Take the line that has "[locate] the white petal" in it and every line after it to the end of the entries, and reproduce them exactly.

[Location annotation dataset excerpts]

%%

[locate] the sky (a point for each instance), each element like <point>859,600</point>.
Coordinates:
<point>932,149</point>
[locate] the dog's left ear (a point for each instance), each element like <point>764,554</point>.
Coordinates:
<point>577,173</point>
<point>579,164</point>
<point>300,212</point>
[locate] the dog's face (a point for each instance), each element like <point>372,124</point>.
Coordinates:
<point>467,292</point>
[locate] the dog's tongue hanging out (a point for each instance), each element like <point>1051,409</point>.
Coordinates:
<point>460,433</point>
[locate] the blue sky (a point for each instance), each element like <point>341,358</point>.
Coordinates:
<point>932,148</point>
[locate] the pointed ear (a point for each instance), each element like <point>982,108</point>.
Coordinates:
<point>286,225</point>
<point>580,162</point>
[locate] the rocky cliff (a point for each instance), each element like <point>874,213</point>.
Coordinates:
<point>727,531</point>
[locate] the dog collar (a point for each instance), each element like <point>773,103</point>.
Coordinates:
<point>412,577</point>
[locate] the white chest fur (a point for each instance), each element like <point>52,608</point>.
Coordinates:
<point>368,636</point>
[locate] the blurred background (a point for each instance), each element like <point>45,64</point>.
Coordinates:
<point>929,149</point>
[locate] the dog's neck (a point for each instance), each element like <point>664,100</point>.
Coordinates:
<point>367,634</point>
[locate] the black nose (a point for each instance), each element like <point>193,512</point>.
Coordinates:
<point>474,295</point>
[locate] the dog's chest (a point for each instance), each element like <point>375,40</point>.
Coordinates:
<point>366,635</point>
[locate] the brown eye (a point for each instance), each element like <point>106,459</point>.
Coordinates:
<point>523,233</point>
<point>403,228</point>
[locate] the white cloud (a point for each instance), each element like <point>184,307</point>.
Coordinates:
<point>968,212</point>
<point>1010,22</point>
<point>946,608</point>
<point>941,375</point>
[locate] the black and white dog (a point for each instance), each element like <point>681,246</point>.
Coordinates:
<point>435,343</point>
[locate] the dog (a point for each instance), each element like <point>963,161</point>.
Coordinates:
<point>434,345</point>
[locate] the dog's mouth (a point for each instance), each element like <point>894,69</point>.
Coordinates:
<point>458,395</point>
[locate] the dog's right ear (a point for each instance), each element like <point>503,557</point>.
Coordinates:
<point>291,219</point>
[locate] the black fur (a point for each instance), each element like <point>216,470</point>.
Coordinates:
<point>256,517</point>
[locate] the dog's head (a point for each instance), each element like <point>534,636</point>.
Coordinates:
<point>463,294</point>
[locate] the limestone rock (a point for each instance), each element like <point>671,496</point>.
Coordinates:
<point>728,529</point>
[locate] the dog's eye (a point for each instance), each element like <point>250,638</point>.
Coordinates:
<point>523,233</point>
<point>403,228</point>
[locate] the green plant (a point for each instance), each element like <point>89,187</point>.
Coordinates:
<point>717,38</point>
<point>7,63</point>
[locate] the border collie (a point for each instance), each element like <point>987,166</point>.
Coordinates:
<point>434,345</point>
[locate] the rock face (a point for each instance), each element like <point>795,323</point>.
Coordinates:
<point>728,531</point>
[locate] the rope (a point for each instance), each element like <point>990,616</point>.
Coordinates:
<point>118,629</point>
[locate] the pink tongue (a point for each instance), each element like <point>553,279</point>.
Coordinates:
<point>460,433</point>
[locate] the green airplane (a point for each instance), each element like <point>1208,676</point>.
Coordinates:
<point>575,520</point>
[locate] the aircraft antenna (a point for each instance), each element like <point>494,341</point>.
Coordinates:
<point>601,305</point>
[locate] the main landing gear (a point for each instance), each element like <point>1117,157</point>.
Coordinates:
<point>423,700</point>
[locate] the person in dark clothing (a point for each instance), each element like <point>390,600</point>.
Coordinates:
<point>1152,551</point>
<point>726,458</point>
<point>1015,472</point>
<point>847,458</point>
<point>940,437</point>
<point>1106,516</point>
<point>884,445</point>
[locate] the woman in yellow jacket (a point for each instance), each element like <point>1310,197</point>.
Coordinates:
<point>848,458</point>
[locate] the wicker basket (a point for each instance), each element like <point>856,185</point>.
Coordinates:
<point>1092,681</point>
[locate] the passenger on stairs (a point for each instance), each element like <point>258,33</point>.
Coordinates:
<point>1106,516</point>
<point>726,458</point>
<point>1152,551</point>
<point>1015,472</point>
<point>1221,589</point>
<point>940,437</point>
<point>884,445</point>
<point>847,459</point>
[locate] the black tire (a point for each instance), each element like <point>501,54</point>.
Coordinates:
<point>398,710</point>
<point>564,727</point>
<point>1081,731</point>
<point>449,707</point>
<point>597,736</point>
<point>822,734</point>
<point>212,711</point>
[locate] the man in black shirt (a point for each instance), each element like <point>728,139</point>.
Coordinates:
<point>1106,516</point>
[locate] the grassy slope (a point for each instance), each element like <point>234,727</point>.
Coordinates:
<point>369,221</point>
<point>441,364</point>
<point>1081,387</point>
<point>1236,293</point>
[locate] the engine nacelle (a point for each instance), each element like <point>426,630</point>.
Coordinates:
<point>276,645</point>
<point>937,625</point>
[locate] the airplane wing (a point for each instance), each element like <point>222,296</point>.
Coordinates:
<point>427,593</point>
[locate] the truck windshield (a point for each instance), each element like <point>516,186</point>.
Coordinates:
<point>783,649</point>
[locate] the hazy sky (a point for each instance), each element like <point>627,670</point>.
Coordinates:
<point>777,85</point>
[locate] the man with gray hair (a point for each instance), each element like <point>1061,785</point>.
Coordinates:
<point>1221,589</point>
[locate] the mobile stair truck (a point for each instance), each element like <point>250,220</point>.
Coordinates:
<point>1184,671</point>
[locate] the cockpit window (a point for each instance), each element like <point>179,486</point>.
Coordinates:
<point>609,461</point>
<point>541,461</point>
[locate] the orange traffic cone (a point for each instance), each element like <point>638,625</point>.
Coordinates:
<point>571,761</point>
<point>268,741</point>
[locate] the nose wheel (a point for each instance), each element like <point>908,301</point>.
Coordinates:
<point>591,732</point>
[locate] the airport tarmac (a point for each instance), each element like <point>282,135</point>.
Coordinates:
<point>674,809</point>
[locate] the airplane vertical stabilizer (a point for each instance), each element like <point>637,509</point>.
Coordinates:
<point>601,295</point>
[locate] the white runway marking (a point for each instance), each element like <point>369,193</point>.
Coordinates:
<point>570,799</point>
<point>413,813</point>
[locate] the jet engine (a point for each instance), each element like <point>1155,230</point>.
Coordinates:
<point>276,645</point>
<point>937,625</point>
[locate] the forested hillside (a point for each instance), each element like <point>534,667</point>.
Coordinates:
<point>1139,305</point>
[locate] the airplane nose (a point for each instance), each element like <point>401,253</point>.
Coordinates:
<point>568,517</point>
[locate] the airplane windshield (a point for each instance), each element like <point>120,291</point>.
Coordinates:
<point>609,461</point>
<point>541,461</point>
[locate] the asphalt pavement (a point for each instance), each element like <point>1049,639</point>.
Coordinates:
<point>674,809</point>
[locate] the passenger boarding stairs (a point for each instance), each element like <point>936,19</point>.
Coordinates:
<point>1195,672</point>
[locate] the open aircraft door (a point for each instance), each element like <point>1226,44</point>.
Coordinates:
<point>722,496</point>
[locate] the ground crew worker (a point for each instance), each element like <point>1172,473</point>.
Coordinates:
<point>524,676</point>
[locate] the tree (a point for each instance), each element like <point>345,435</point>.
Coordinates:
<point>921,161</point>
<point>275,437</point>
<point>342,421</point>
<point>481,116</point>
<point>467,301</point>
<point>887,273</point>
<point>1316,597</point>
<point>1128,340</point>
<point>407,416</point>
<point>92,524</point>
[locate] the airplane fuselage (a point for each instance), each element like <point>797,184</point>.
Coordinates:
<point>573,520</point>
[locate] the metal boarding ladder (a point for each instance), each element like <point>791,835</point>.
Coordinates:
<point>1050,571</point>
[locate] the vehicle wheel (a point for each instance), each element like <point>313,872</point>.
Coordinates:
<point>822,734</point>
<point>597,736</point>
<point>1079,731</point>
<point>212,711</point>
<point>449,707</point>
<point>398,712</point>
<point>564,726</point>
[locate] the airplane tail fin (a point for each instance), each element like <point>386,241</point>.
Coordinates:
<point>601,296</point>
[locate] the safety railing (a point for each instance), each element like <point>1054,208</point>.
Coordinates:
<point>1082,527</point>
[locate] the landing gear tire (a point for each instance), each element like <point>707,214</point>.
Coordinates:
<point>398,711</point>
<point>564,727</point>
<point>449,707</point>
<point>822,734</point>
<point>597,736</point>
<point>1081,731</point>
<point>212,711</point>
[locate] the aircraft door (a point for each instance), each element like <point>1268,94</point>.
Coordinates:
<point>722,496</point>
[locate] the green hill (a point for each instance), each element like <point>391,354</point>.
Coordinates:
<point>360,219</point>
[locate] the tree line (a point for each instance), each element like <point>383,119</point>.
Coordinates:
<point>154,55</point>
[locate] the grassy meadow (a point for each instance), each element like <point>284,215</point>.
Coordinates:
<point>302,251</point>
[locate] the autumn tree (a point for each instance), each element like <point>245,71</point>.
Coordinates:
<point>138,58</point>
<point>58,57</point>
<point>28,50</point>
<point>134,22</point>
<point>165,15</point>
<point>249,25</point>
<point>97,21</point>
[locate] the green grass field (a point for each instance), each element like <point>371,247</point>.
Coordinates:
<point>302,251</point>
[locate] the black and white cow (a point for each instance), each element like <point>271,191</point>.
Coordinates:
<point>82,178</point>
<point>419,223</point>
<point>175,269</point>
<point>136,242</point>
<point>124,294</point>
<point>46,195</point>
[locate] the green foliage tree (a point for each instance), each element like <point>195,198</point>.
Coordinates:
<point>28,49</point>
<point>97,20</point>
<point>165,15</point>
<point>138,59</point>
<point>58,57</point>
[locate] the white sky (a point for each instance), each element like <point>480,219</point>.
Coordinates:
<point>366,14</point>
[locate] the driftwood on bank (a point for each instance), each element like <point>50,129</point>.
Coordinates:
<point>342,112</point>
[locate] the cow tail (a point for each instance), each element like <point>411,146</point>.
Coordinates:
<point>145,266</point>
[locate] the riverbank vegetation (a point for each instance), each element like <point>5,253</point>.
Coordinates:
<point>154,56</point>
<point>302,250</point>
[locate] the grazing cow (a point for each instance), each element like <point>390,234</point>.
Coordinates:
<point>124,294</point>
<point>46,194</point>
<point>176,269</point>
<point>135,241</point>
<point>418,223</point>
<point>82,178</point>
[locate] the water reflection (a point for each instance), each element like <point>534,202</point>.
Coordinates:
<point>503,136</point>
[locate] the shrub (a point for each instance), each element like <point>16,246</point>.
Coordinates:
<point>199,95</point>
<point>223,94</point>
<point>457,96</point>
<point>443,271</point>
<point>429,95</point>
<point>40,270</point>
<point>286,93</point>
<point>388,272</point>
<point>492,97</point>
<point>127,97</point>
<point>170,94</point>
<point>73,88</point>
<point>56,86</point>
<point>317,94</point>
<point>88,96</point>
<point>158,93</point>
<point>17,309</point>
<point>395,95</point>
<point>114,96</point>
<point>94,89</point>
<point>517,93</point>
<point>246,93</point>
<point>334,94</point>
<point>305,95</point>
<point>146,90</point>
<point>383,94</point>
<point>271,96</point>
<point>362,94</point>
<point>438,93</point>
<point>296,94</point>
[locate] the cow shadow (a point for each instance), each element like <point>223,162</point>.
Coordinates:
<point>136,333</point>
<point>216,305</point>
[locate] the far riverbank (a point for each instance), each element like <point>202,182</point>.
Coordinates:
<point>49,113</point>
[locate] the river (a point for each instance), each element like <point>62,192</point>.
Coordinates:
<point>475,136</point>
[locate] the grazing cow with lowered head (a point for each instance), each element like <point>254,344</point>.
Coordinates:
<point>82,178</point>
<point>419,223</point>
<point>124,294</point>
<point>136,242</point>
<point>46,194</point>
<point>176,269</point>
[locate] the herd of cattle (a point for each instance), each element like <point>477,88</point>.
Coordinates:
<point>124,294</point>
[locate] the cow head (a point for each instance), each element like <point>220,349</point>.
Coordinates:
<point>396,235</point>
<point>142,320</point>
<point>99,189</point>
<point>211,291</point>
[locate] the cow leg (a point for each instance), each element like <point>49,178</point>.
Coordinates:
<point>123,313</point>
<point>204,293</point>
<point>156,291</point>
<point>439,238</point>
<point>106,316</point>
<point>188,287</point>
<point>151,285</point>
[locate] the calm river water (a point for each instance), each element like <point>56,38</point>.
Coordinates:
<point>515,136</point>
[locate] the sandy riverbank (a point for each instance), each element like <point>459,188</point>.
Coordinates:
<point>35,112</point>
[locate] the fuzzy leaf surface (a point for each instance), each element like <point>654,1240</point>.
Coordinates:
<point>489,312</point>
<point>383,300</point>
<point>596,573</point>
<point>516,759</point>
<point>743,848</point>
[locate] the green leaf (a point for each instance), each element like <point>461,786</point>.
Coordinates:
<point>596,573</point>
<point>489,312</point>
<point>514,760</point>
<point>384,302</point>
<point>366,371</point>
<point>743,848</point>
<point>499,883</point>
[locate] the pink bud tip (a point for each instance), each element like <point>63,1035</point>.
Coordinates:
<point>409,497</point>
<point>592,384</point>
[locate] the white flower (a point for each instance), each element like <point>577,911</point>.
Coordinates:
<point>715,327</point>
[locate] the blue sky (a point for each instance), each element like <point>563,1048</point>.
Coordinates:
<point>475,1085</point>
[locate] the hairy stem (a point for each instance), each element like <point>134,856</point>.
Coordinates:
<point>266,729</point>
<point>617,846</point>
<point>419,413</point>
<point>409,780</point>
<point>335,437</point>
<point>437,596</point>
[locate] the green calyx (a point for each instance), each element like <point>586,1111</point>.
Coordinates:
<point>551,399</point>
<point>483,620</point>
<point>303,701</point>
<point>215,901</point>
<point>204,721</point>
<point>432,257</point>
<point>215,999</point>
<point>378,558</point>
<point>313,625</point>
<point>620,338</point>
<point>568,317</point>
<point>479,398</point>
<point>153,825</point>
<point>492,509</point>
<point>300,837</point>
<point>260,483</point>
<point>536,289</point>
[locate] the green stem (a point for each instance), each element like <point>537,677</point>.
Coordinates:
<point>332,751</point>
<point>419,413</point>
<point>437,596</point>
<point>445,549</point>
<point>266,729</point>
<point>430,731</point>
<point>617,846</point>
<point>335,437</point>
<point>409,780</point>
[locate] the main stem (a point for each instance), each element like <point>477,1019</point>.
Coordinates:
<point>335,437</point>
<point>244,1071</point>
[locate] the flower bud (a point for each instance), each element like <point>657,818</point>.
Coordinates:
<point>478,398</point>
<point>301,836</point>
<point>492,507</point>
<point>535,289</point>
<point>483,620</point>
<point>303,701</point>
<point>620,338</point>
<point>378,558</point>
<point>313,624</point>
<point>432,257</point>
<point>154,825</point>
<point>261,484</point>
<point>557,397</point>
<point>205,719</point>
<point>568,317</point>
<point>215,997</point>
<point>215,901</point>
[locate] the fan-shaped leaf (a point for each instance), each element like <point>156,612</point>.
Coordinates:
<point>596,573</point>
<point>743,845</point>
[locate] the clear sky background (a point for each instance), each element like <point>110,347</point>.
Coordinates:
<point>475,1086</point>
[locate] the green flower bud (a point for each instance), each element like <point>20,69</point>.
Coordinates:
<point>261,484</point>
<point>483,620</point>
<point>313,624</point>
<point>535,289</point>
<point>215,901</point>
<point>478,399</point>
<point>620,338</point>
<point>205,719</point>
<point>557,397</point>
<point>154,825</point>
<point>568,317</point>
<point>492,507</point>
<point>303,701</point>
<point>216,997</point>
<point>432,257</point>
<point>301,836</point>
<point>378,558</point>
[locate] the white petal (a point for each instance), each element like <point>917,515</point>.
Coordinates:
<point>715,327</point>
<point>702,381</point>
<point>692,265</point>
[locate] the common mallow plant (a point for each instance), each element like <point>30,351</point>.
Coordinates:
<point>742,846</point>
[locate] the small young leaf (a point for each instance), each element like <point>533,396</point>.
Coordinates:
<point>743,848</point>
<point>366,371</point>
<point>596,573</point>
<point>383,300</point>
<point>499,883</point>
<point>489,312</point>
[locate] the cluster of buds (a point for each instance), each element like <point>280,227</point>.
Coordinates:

%%

§ **RESPONSE BELOW**
[locate] the white petal (a point for each instance), each element like <point>917,515</point>.
Coordinates:
<point>715,327</point>
<point>702,381</point>
<point>692,265</point>
[locate] the common mallow plant (a point for each instance), each element like <point>30,351</point>.
Coordinates:
<point>742,846</point>
[locate] the small young leaf (a point for each instance), each element like <point>533,396</point>.
Coordinates:
<point>743,848</point>
<point>366,371</point>
<point>596,573</point>
<point>383,300</point>
<point>499,883</point>
<point>489,312</point>
[locate] the cluster of buds (a point for each instance), each element like <point>280,227</point>.
Coordinates:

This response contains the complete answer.